__REQUEST__: Pull out every line of the data below that contains the word "horizontal".

__SUPPLIED MATERIAL__:
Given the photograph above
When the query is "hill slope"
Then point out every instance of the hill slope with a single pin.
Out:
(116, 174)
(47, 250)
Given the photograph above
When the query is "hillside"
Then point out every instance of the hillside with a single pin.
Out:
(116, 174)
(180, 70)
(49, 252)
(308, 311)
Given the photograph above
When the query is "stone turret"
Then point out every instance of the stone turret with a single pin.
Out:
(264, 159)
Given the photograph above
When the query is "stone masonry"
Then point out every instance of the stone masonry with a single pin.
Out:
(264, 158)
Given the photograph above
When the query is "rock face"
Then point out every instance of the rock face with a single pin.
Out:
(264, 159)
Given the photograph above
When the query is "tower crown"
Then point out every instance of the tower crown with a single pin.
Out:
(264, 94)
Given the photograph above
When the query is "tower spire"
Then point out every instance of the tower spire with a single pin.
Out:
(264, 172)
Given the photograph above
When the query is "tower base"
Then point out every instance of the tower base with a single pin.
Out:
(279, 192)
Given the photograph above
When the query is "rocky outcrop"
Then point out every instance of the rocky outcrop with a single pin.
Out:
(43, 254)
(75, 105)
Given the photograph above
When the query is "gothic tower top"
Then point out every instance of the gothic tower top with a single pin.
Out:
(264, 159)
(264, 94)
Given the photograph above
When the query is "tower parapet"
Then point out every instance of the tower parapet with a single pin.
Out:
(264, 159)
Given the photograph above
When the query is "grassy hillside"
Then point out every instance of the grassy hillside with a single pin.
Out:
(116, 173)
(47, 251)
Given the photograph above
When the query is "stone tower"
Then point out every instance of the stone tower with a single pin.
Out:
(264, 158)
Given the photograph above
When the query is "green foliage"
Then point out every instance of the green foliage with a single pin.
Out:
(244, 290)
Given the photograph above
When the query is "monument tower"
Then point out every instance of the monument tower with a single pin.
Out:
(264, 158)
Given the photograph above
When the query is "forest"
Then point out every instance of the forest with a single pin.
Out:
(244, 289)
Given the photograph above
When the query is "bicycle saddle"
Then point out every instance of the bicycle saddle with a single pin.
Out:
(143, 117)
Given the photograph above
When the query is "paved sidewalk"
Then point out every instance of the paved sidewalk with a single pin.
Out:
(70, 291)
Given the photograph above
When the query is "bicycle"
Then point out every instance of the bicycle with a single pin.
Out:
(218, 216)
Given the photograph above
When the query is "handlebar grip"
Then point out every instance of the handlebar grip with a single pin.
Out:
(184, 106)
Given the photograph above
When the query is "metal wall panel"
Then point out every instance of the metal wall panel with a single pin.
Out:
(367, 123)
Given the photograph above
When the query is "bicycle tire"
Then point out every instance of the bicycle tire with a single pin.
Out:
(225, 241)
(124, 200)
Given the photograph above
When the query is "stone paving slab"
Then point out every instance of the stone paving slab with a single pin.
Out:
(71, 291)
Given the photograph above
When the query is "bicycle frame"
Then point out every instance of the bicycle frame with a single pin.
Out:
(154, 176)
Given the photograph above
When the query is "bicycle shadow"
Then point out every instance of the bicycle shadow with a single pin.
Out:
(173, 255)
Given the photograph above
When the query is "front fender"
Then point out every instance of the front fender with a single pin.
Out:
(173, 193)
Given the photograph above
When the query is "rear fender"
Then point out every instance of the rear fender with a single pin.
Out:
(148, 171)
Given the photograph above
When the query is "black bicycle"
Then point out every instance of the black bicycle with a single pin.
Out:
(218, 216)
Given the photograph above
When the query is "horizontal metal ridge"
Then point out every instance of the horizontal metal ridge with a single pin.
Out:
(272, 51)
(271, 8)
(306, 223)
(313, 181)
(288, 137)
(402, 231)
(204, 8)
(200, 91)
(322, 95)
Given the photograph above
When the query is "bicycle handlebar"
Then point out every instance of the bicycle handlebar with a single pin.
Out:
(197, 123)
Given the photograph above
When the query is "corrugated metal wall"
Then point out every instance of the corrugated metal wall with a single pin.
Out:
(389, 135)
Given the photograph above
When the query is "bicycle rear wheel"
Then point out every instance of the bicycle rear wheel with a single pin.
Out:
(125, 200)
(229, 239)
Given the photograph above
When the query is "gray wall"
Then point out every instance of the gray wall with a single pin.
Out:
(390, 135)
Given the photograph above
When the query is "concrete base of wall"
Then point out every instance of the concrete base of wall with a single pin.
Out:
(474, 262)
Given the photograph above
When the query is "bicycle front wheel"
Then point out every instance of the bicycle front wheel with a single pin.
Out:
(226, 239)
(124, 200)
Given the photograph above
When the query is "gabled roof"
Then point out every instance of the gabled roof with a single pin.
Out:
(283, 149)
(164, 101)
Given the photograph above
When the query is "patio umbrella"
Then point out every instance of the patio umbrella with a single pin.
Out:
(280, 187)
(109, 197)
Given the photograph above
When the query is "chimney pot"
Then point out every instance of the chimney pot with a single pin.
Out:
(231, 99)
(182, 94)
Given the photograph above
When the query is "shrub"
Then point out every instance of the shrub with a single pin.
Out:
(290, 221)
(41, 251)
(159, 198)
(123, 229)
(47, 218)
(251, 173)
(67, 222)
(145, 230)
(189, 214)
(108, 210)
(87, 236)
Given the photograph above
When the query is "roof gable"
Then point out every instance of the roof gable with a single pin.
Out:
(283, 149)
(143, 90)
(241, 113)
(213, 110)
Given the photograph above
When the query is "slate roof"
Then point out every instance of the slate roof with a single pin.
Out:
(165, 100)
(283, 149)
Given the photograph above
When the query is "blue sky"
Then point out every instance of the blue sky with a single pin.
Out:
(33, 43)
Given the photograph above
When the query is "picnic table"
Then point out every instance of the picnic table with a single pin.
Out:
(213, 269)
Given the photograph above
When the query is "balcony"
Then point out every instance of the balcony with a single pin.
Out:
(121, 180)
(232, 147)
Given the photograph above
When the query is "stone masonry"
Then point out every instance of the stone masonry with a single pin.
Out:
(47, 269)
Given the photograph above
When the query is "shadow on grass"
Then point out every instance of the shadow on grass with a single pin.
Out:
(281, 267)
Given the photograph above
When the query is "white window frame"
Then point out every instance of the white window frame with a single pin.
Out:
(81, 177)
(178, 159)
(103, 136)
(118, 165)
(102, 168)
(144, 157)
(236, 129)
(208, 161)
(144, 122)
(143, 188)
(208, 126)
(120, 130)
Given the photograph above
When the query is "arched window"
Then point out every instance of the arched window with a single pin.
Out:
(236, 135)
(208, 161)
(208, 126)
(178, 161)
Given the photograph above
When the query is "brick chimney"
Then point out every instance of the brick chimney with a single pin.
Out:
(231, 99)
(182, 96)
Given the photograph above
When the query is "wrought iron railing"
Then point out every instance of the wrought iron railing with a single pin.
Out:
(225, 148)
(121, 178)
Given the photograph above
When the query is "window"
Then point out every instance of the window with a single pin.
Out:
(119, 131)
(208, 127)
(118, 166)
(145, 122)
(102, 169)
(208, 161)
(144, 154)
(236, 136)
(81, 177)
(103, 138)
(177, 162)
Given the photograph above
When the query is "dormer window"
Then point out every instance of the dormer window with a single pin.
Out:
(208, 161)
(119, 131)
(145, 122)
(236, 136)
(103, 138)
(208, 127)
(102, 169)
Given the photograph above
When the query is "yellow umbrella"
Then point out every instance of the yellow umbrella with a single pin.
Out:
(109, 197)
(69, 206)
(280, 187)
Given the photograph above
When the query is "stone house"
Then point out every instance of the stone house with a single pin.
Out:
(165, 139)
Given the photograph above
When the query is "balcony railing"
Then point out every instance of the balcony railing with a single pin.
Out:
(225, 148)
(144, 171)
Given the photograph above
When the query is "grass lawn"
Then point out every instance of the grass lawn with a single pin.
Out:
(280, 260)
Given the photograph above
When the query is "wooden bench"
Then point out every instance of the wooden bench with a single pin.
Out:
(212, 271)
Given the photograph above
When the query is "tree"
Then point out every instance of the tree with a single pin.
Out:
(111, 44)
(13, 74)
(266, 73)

__WORKED SOLUTION__:
When the query is "horizontal metal ridge"
Then point out every instance of the horizontal metal ridge with a single pin.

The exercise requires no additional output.